## The problem:
Only the lines from the start of the entries up to and including the line with "rough mask: <svg" should be written out, exactly as they stand.

## Provided records:
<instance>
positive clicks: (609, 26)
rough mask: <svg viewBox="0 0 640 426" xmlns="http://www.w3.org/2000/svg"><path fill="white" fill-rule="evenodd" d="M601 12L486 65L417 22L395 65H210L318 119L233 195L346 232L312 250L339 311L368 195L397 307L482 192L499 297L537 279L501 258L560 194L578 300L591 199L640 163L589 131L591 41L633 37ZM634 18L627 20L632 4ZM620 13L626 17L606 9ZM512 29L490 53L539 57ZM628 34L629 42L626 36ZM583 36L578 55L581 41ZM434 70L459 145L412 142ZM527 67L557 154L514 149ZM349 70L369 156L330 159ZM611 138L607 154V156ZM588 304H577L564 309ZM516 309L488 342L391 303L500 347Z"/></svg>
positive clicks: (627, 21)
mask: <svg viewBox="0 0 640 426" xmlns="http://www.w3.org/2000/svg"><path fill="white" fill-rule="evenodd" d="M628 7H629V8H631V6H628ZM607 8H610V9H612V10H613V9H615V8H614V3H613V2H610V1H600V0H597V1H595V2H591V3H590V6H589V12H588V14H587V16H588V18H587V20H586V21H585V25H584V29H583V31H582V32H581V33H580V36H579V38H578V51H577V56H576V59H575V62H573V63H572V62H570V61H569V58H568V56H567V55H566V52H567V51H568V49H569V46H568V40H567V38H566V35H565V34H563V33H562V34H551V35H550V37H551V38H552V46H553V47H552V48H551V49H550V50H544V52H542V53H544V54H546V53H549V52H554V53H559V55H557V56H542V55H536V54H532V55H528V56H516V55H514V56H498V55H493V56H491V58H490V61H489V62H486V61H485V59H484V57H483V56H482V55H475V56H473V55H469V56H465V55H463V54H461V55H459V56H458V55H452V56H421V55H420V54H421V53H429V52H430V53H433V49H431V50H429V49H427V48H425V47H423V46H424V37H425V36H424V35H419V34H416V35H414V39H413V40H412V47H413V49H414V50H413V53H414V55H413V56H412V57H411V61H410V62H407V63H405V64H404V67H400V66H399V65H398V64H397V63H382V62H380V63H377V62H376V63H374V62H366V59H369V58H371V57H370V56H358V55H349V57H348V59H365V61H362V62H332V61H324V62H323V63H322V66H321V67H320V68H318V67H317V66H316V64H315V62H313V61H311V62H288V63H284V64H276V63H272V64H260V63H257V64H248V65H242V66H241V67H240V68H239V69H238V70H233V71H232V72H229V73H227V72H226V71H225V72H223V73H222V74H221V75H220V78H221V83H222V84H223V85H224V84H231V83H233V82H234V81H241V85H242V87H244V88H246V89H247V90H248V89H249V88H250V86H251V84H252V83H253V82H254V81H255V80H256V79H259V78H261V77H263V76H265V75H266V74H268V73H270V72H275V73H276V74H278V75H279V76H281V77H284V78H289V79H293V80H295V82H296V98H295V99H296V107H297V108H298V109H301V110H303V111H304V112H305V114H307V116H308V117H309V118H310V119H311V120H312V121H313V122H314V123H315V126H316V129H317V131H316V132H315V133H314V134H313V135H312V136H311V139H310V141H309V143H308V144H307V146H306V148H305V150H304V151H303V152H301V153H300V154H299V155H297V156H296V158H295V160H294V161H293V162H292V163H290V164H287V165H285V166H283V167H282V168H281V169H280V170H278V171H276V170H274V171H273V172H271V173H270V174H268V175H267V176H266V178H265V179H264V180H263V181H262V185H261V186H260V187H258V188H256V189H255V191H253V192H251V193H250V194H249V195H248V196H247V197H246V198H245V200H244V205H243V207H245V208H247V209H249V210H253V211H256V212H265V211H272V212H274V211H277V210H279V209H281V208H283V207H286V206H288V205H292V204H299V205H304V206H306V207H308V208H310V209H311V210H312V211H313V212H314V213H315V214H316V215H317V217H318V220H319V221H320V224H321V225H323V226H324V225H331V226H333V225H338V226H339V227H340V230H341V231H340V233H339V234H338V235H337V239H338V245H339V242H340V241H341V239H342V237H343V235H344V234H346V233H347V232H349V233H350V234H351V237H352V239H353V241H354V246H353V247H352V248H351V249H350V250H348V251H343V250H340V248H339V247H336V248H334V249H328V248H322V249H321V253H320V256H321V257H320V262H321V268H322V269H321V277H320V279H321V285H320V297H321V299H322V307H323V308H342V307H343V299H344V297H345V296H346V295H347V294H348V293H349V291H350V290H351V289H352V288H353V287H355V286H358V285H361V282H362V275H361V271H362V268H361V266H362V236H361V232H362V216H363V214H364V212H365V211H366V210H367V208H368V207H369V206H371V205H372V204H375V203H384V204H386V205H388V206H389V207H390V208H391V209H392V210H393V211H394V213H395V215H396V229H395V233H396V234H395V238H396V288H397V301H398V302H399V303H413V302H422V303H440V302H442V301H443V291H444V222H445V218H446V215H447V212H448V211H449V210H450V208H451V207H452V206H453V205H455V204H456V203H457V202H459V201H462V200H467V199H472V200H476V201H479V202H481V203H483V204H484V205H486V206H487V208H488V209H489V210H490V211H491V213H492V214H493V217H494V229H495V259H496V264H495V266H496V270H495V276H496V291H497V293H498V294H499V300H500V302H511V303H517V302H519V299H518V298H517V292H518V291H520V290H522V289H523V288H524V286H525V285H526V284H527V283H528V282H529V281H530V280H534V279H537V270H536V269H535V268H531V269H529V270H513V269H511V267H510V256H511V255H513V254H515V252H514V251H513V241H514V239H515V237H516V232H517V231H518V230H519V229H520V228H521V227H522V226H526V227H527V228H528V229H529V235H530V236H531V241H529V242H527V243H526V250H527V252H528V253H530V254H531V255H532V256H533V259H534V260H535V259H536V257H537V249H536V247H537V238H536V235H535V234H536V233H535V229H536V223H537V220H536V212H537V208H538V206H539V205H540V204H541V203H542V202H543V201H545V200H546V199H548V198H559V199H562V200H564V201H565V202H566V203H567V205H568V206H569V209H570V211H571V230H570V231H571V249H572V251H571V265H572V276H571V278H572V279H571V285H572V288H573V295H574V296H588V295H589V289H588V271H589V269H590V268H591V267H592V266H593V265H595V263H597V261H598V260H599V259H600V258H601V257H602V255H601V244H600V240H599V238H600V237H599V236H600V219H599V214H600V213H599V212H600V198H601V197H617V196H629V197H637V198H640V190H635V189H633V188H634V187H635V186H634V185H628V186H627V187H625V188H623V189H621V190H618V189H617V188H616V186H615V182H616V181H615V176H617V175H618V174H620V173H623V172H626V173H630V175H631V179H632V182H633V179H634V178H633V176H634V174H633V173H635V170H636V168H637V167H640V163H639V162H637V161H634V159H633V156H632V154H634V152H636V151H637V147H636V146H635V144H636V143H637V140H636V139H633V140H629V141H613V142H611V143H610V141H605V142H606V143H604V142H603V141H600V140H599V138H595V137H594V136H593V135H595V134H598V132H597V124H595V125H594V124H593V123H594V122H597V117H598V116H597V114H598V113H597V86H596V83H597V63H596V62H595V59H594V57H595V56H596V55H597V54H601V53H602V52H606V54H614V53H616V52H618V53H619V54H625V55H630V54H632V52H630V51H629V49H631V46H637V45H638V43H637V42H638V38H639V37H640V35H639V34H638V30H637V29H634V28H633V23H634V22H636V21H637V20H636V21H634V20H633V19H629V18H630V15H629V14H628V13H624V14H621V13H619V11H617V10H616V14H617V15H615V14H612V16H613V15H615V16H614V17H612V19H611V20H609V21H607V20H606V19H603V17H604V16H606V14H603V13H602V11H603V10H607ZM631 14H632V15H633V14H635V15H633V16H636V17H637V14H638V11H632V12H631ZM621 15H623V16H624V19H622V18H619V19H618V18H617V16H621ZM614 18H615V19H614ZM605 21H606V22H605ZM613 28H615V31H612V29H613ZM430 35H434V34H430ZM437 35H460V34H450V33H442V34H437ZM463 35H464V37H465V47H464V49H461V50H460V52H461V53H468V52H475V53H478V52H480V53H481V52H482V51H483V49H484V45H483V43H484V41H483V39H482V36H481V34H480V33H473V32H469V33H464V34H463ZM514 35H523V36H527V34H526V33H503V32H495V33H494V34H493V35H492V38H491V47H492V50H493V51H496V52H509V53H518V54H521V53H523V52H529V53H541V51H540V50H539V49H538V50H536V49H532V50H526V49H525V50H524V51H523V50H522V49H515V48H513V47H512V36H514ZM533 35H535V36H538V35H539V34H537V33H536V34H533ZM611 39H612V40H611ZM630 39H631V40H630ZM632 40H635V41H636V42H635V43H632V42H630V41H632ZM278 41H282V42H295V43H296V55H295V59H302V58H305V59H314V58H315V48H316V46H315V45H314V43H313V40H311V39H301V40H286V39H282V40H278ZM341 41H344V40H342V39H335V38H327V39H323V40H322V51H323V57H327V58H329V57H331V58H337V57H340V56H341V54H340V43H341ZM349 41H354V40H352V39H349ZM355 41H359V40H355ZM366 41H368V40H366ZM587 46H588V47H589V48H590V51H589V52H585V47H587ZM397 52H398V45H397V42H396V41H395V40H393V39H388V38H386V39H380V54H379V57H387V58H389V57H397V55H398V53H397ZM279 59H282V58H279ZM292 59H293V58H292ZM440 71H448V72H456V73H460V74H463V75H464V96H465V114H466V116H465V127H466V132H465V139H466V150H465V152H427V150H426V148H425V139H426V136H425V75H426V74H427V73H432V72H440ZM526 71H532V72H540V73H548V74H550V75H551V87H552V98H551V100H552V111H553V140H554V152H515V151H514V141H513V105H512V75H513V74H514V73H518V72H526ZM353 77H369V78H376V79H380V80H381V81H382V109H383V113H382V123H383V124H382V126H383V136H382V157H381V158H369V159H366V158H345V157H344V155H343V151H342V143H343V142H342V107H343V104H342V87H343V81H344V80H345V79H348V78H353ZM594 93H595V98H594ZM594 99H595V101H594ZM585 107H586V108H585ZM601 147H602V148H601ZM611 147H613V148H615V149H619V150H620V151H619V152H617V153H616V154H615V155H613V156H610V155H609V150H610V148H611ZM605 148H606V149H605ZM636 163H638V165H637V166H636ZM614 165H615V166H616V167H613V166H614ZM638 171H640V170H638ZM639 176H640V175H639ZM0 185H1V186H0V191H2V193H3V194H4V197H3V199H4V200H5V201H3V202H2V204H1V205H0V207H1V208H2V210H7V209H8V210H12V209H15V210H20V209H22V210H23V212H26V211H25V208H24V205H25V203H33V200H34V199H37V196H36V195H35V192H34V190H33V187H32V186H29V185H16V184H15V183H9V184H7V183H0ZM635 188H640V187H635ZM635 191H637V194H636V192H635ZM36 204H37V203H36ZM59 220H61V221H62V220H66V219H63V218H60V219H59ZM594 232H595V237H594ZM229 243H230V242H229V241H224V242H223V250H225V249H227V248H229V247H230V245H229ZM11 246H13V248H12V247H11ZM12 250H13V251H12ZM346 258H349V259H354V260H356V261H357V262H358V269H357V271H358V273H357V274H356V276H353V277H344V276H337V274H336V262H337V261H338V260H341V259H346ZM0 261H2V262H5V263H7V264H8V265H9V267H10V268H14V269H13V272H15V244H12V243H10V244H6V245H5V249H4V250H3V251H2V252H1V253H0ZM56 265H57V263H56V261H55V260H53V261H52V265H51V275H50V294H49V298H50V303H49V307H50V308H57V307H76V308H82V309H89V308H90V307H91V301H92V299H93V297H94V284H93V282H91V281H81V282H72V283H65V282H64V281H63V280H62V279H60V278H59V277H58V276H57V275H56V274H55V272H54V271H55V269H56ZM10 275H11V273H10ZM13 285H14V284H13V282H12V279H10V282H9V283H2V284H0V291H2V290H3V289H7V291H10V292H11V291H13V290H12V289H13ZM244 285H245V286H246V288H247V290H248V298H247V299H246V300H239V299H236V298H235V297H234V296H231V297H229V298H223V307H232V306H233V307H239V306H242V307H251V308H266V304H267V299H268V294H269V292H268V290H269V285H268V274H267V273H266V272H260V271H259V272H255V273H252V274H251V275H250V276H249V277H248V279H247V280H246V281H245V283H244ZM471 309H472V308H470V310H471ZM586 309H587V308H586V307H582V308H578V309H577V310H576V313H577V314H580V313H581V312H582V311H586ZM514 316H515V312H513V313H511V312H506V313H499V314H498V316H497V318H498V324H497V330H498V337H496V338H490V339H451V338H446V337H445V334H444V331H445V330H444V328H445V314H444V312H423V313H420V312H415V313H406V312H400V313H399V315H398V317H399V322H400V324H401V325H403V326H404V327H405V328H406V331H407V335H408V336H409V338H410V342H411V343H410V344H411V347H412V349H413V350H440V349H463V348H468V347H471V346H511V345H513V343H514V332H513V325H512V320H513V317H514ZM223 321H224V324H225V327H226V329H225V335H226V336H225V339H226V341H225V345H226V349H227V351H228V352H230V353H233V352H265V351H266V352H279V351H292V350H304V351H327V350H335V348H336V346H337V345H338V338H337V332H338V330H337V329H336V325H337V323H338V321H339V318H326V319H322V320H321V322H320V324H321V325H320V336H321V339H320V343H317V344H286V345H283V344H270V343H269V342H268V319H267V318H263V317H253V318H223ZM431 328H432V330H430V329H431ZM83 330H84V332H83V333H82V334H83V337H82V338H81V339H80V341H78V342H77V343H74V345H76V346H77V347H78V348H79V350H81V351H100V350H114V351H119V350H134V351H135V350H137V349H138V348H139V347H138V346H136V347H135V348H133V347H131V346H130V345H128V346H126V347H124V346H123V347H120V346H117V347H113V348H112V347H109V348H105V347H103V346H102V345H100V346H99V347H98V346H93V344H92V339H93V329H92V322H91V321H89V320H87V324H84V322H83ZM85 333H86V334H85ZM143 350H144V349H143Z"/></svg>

## Response box:
<instance>
positive clicks: (609, 26)
rough mask: <svg viewBox="0 0 640 426" xmlns="http://www.w3.org/2000/svg"><path fill="white" fill-rule="evenodd" d="M601 12L486 65L417 22L395 65H210L318 119L233 195L346 232L312 250L339 311L368 195L397 307L482 192L499 297L537 279L501 258L560 194L578 300L591 199L640 163L589 131L591 41L633 37ZM634 18L627 20L632 4ZM620 13L626 17L606 9ZM512 29L490 53L539 57ZM628 34L629 42L626 36ZM583 36L578 55L581 41ZM434 70L459 145L412 142ZM527 67L557 154L514 149ZM349 70L369 156L330 159ZM611 138L607 154V156ZM588 304H577L564 309ZM516 309L488 342L391 303L500 347Z"/></svg>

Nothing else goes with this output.